■ Records for the task ■
* * * * * * * * *
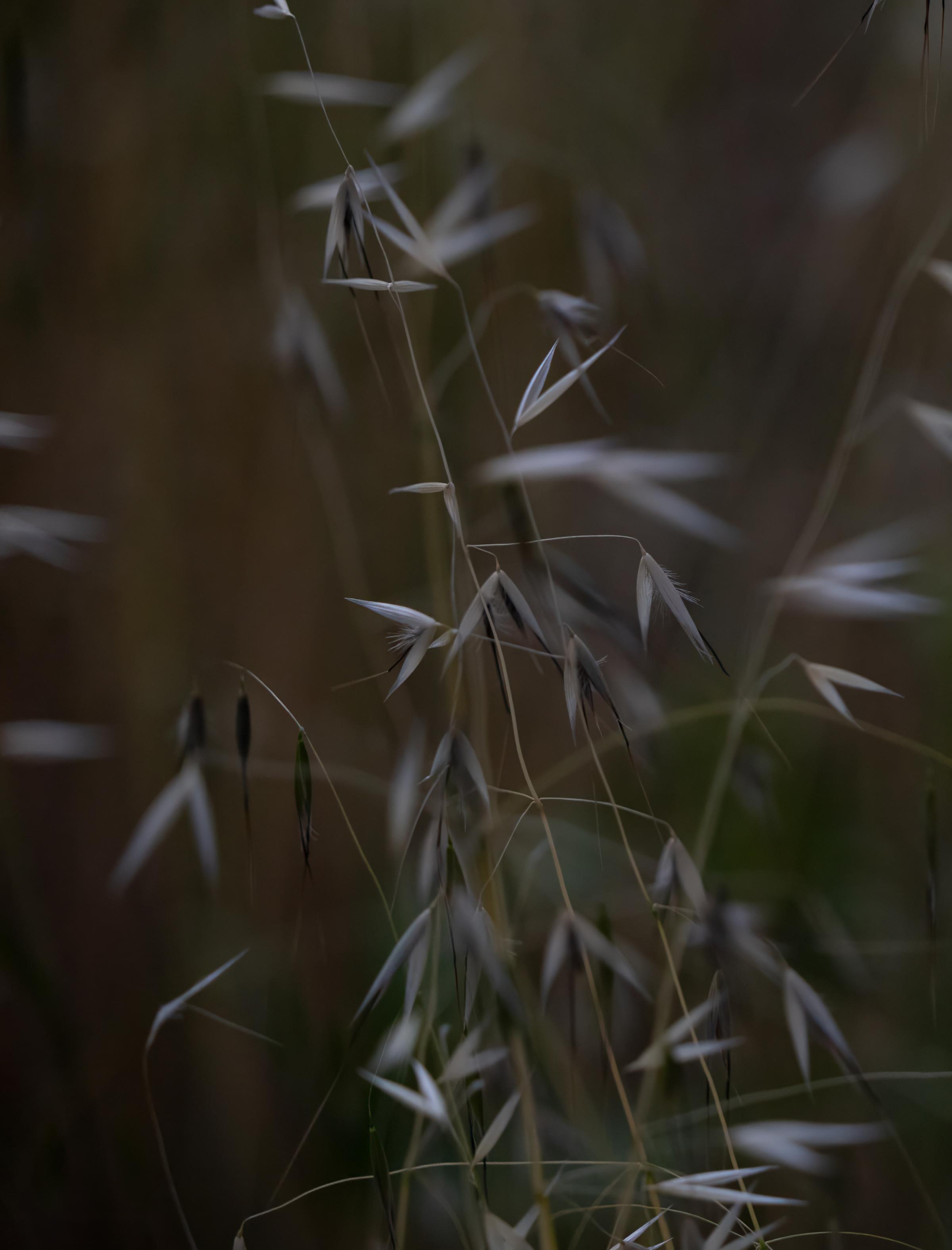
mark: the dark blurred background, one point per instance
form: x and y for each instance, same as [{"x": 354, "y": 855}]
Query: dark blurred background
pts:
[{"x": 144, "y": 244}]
* * * * * * * * *
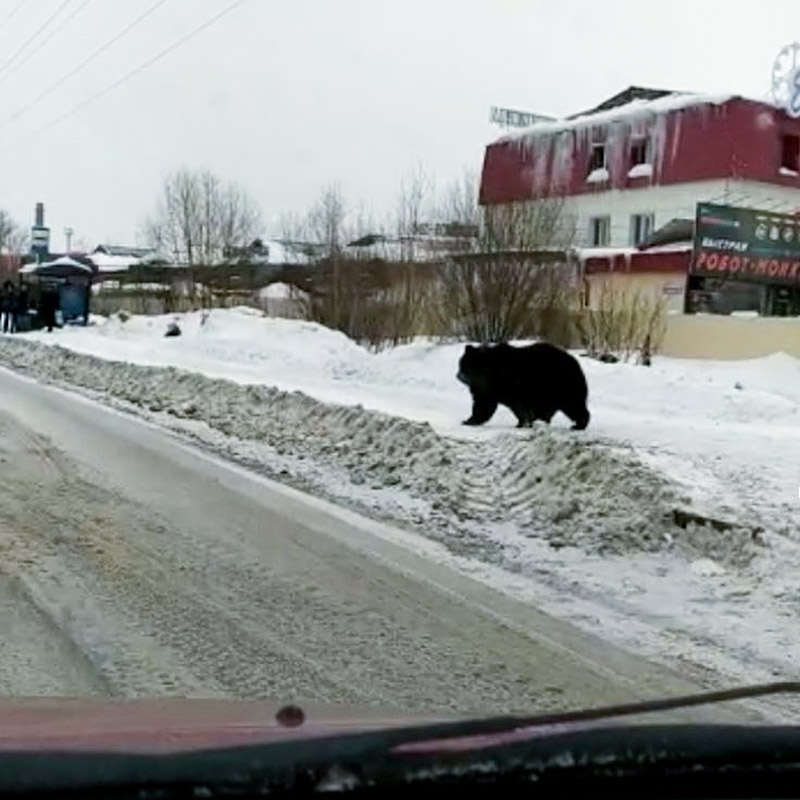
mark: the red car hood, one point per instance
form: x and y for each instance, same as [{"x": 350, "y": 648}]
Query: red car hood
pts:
* * * * * * * * *
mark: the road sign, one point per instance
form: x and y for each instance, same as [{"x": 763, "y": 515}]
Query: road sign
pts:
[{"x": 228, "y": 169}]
* * * * * * * * *
■ What is required ■
Find every line in the items above that contains the word "background", and copy each one out.

■ Response ■
mark: the dark blurred background, one point per instance
Query: dark blurred background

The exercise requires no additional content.